SUPPLIED TEXT =
■ ■ ■
Talk is cheap. The inescapable conclusion for those seeking any kind of decent peace is that Hamas must be made to fail and seen to fail. There can be no equivocation. To the objection that the Palestinians will suffer, the answer must be that they must endure the troubles they have wrought. If they are protected, on the other hand, Hamas will get credit for improving Palestinian governance. The sooner we confront Hamas, the better; its leaders consolidate their rule by mobilizing additional sectors of Palestinian society and penetrating the security apparatus of the PA. Yes, some humanitarian aid in medicine and food should be extended to the Palestinian population, but only through organizations that will make sure it goes to the needy.
■ ■ ■
Stored data =
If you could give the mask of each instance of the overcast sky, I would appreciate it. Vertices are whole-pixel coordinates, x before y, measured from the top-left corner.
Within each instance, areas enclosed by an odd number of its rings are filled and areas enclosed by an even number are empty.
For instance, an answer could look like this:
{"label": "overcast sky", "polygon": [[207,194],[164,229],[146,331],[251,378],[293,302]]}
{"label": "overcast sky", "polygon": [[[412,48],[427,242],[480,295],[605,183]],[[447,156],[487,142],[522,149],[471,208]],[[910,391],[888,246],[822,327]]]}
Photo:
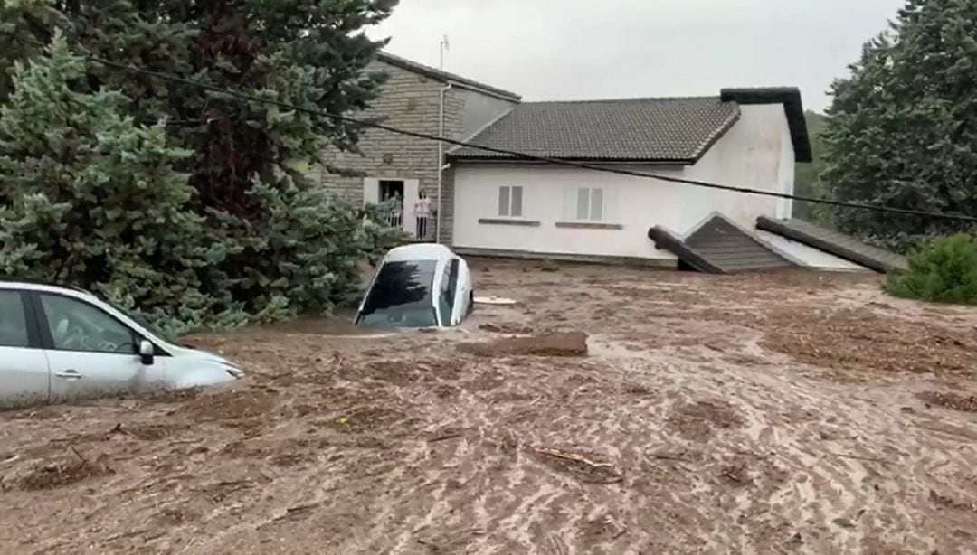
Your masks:
{"label": "overcast sky", "polygon": [[401,0],[388,51],[527,100],[718,95],[831,81],[905,0]]}

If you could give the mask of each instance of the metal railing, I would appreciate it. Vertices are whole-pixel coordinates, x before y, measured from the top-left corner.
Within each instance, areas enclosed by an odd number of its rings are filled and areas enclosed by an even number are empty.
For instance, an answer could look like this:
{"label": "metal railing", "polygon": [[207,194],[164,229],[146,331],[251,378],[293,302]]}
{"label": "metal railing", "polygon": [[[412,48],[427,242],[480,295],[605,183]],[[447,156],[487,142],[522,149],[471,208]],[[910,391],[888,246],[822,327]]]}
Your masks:
{"label": "metal railing", "polygon": [[[404,215],[403,209],[391,209],[381,216],[383,221],[390,227],[396,229],[407,230],[412,228],[415,231],[411,234],[410,240],[415,243],[434,243],[438,239],[438,218],[436,216],[426,216],[423,218],[416,218],[415,221],[412,222],[413,225],[409,227],[404,225],[404,218],[410,218],[410,215]],[[408,222],[409,223],[409,222]]]}

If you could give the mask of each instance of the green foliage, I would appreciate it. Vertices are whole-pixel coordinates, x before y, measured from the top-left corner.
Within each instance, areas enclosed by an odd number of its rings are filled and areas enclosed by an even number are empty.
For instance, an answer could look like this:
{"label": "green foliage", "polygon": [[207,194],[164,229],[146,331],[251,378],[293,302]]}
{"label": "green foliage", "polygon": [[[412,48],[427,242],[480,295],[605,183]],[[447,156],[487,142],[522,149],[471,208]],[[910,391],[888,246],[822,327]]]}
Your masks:
{"label": "green foliage", "polygon": [[[804,119],[807,121],[807,132],[811,138],[811,151],[814,154],[814,161],[806,164],[797,164],[794,171],[794,192],[801,196],[813,198],[828,198],[829,195],[821,181],[821,173],[824,172],[824,140],[822,133],[825,130],[825,116],[818,112],[804,112]],[[793,217],[831,226],[831,212],[826,205],[795,201],[793,205]]]}
{"label": "green foliage", "polygon": [[977,304],[977,239],[959,233],[915,250],[905,274],[890,274],[886,291],[896,297]]}
{"label": "green foliage", "polygon": [[[182,332],[349,299],[401,239],[303,172],[359,129],[86,62],[91,53],[323,112],[365,108],[396,0],[0,2],[0,272]],[[38,44],[51,44],[42,52]],[[35,46],[31,46],[35,45]]]}
{"label": "green foliage", "polygon": [[18,63],[16,92],[0,109],[0,272],[98,286],[148,306],[209,303],[197,272],[219,261],[188,176],[189,152],[163,124],[121,115],[127,99],[68,83],[84,63],[56,37],[48,58]]}
{"label": "green foliage", "polygon": [[[891,27],[832,86],[822,179],[841,201],[977,214],[977,0],[909,0]],[[969,231],[862,210],[835,218],[899,250]]]}

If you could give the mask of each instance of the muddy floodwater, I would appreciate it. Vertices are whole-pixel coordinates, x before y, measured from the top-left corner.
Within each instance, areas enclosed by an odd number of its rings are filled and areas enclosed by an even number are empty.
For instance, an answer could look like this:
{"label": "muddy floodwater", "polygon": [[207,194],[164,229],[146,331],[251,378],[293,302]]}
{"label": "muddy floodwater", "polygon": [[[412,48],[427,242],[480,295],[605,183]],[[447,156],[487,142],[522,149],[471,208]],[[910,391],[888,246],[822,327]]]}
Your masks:
{"label": "muddy floodwater", "polygon": [[0,552],[974,552],[977,310],[866,275],[473,269],[517,303],[197,336],[248,377],[0,413]]}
■ ■ ■
CHECK YOUR UNDERSTANDING =
1. Rewrite the passage on confronting Hamas starting with "Talk is cheap." and going on through "to the needy.", with "relief assistance" in place of "humanitarian aid".
2. In the passage on confronting Hamas, how do Hamas leaders consolidate their rule?
3. Extend the passage on confronting Hamas beyond its last sentence.

RESULTS OF THE TASKS =
1.
Talk is cheap. The inescapable conclusion for those seeking any kind of decent peace is that Hamas must be made to fail and seen to fail. There can be no equivocation. To the objection that the Palestinians will suffer, the answer must be that they must endure the troubles they have wrought. If they are protected, on the other hand, Hamas will get credit for improving Palestinian governance. The sooner we confront Hamas, the better; its leaders consolidate their rule by mobilizing additional sectors of Palestinian society and penetrating the security apparatus of the PA. Yes, some relief assistance in medicine and food should be extended to the Palestinian population, but only through organizations that will make sure it goes to the needy.

2. By mobilizing additional sectors of Palestinian society and penetrating the security apparatus of the PA.

3.
The Hamas threat, meanwhile, forces Israel to change the scope of its envisaged pullback, removing itself from control of 90 percent of the Palestinians on the West Bank. The Israeli settlers will have to be moved to settlement blocks cushioned from attack behind the security fence and beyond the range of terrorist rockets and guns. Israel will also have to retain a presence along the Jordan River so as to preclude the inflow of terrorists and weaponry, in order to respond on a timely basis to its intelligence. To continue its remarkable success in thwarting the vast majority of terrorist attacks, Israel must retain its security bases in the West Bank.
Some believe the Israelis should ignore Hamas and negotiate with Abbas. But he was unable to deliver when he held the reins alone, and there is little reason to believe he can make enforceable concessions today from his much weaker position. The danger from such conversations would be that if negotiations with Abbas go nowhere, Israel will have greater difficulty withdrawing from the settlements: The Israeli opposition would argue: If Olmert could not reach agreement with a relative moderate like Abbas, how could the territories then be handed over to Hamas? The opposition already believes that realignment will involve pain without gain, that it is religiously impossible and highly dangerous.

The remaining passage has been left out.